## Passage shown

Point-of-care testing (PoCT) is now found in all kinds of settings such as hospital bedside, home, health clinic, ambulatory service, diagnostic, and research laboratory. The scope of testing varies from glucose, ABG analysis, drug of abuse, hematology, coagulation testing kits, cardiac markers to genetic testing. The World Health Organization (WHO) has provided the ASSURED criterion, which stands for affordable, sensitive, specific, user-friendly, rapid and robust, equipment-free, and deliverable; and PoCT classically fits in this definition for in vitro diagnostics particularly for limited resource settings. PoCT offers remarkable advantages over central laboratory testing of specimen usually done through finger prick and can be handled by staff not trained in laboratory procedures; non-transportation of sample reduces or improves TAT (5–15 min). The PoC instrument is connected to HIS (hospital information system) hence the data is transferred and values beyond reference intervals including critical ones are highlighted.
Emerging technology trends
Lab-on-a chip device. LoC is a device that integrates one or several laboratory functions on a single integrated circuit of only millimeters to few square centimeters. Miniaturization has multiple advantages including small sample volume, reduced volume of reagent, low power consumption, parallel analysis and functional integration of multiple devices, improved TAT, improved accuracy as well as precision.
Microfluidic paper-based analytical devices. µPAD is an innovative analytical device fabricated by printing toner on the top and bottom using a laser printer. It has paper-based microfluidic channels, which use capillary action and by patterning of paper control transport of fluids. The advantages include easier reproducibility, low limit of detection, inexpensive, portability making it easy-to-use, and no requirement of external equipment. Microfluidics is an attractive technology for PoC immunoassays, for example, HIV.

Stored data entries:
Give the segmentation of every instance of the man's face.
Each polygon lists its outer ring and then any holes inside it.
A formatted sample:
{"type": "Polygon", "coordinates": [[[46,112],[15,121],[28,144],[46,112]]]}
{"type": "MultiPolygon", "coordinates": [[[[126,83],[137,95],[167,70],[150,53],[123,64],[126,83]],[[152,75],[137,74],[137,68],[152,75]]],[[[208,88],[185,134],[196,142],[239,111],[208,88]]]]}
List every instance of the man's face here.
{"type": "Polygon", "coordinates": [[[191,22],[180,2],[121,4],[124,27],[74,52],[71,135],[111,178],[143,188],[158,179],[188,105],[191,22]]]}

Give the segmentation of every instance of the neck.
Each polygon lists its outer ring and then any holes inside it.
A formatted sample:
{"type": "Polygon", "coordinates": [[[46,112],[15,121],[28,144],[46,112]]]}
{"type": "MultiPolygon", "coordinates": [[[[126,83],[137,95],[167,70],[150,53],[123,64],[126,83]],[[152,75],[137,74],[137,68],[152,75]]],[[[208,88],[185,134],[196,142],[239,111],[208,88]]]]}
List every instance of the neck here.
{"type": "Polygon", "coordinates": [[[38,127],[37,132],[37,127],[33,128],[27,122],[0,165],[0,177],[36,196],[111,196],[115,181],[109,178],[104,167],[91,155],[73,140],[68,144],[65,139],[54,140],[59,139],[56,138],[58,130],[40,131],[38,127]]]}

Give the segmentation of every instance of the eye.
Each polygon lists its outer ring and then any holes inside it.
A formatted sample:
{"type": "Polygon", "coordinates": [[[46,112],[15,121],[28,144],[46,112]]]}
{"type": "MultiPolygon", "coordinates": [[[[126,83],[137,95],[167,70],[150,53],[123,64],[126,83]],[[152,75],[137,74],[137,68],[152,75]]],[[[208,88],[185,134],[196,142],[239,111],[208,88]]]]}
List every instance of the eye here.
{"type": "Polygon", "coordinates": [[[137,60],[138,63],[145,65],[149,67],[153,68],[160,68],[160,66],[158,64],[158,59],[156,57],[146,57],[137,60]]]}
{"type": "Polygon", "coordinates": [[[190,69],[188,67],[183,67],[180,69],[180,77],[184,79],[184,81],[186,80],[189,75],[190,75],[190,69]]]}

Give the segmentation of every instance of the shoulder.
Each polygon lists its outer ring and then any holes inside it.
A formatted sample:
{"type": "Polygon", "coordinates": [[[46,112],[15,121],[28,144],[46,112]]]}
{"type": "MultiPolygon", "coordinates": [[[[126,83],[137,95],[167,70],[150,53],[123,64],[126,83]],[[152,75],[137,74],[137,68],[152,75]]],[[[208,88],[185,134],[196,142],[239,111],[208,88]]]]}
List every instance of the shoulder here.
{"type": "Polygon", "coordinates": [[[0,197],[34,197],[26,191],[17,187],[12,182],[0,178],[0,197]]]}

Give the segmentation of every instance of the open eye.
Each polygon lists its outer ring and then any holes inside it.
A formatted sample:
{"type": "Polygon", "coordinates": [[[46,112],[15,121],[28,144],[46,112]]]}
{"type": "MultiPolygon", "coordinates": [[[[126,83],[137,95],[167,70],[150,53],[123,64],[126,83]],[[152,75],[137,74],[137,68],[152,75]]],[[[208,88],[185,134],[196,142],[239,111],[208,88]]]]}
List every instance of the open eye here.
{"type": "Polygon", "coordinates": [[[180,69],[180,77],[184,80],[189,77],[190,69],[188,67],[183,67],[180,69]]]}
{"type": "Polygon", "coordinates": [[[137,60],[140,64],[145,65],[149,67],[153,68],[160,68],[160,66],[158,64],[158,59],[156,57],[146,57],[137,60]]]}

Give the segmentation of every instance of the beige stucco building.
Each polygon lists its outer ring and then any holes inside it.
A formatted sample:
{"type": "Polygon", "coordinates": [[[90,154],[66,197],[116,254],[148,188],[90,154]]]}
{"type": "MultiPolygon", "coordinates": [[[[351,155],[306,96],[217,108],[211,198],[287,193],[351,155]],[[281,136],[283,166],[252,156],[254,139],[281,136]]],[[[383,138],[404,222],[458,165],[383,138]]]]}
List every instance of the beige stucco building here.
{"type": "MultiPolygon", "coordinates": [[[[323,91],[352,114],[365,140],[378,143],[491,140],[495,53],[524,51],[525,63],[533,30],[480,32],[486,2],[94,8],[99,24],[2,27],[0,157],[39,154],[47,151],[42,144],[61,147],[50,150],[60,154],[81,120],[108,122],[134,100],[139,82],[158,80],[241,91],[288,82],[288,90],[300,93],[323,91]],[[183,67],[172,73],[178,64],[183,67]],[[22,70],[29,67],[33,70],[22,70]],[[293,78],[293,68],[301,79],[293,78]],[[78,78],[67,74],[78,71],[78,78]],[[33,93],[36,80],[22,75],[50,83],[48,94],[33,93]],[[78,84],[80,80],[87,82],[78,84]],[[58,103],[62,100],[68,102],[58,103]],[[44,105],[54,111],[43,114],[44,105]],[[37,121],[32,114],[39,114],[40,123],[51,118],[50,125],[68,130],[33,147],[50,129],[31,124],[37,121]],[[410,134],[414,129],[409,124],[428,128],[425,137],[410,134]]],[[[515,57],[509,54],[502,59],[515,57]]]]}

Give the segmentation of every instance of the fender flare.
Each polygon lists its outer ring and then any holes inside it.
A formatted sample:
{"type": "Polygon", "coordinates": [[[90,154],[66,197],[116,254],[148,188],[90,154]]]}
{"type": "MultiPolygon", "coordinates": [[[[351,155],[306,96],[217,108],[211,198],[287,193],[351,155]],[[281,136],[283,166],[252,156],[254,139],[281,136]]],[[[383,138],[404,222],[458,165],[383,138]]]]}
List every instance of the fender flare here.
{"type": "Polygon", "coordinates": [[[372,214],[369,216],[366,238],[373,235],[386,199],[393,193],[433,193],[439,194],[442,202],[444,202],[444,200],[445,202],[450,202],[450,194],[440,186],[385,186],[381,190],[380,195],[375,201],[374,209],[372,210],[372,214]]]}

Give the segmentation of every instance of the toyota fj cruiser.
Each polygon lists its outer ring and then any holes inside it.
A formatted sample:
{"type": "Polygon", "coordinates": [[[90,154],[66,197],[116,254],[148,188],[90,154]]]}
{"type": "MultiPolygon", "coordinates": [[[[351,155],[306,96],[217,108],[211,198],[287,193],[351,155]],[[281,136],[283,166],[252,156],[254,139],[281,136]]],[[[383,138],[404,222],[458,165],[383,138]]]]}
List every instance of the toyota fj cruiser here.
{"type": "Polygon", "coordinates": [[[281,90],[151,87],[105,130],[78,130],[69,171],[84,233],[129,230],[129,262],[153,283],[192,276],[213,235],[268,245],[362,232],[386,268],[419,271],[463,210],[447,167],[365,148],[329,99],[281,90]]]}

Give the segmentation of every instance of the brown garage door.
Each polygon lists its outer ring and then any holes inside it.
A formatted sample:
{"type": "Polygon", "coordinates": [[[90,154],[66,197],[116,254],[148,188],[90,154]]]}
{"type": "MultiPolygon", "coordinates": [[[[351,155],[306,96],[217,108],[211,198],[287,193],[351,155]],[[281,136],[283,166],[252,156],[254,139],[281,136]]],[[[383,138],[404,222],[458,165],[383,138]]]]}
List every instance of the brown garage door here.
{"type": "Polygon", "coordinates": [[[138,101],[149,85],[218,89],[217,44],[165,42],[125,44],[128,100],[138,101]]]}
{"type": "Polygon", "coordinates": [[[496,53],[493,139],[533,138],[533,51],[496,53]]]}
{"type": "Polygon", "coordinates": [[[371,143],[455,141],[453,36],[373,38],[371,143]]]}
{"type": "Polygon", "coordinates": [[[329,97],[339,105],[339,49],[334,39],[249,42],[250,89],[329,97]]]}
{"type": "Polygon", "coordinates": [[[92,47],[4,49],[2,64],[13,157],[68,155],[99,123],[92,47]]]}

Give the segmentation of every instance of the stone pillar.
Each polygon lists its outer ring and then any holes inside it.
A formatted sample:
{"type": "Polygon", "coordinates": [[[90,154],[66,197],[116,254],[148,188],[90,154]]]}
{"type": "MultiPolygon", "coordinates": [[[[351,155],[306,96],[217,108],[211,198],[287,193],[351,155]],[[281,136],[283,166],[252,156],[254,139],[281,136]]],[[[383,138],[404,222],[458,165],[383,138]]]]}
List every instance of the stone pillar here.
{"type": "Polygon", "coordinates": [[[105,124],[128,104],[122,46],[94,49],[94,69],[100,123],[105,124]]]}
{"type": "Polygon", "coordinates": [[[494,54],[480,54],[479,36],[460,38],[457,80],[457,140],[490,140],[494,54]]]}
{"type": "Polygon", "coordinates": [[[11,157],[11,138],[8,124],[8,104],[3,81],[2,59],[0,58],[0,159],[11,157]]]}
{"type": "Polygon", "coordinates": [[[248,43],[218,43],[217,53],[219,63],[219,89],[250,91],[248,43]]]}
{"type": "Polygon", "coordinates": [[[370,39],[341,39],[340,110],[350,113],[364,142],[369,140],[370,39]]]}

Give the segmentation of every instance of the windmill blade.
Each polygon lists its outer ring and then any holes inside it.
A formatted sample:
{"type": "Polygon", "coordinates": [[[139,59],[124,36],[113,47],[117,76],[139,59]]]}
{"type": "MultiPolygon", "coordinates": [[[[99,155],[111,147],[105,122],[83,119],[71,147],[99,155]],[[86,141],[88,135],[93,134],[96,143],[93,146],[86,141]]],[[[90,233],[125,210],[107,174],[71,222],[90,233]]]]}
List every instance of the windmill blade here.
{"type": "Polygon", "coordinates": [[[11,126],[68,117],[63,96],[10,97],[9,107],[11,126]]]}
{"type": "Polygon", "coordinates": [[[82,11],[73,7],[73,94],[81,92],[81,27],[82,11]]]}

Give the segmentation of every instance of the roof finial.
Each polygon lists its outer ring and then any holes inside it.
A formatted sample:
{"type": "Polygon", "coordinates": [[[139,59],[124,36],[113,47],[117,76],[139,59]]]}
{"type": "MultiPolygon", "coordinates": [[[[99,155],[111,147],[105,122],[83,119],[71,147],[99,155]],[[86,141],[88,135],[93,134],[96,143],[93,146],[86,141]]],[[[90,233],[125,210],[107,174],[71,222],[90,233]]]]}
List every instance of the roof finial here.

## Questions to answer
a – Summarize the passage on point-of-care testing in two sentences.
b – Resume the passage on point-of-care testing after its final sentence.

## Per-task outputs
a – Point-of-care testing is used in settings from the hospital bedside to the home, covers tests ranging from glucose to genetic testing, fits the WHO ASSURED criterion, and improves turnaround time over central laboratory testing while sending its data to the hospital information system. Emerging trends include lab-on-a-chip devices, which gain many advantages from miniaturization, and microfluidic paper-based analytical devices, which are inexpensive, portable, need no external equipment, and suit point-of-care immunoassays.

b –
Cell phone based assays. Slip chip technology and camera phone are used to read out the results.
In future there will be great demand for XPoCT (multiplexed) to simultaneously screen various analytes, driven by novel bio technologies (e.g., aptameters, i.e., nucleic acid molecules binding to non-nucleic molecules) or nano sensors or targets (e.g., circulating tumor cells). This will enable a rapid, low-cost, and reliable quantification from the same sample. The present trend is inclined toward smart phone based PoC diagnostic technologies. Recently there was news of a first version of a mobile ELISA enabled rapid PoC instrument from South Florida. Further research is necessary to analyze the potential contribution of PoCT in reducing the healthcare costs in total and empowering the patient in the personal care pathway.
The question that arises is whether PoCT will be able to replace the present laboratory diagnostic system completely? Unlikely. LoC is promising low cost devices for future if it covers a vast spectrum of disease. It needs to be brought into commercial use rather than remain a research tool as at present. But it has its own challenges as it needs to incorporate more advanced technology, be more organized. Also the role of central laboratory and reference lab for complex tests cannot be underestimated.